Task directions: Print the line containing "If you could" and every line after it exactly as written, through the end of the records.

Exercise materials:
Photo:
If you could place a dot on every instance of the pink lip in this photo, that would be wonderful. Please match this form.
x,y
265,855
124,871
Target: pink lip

Response area:
If you could place a dot on every instance of the pink lip in this photo, that would be wonderful. Please match this form.
x,y
265,855
124,871
Target: pink lip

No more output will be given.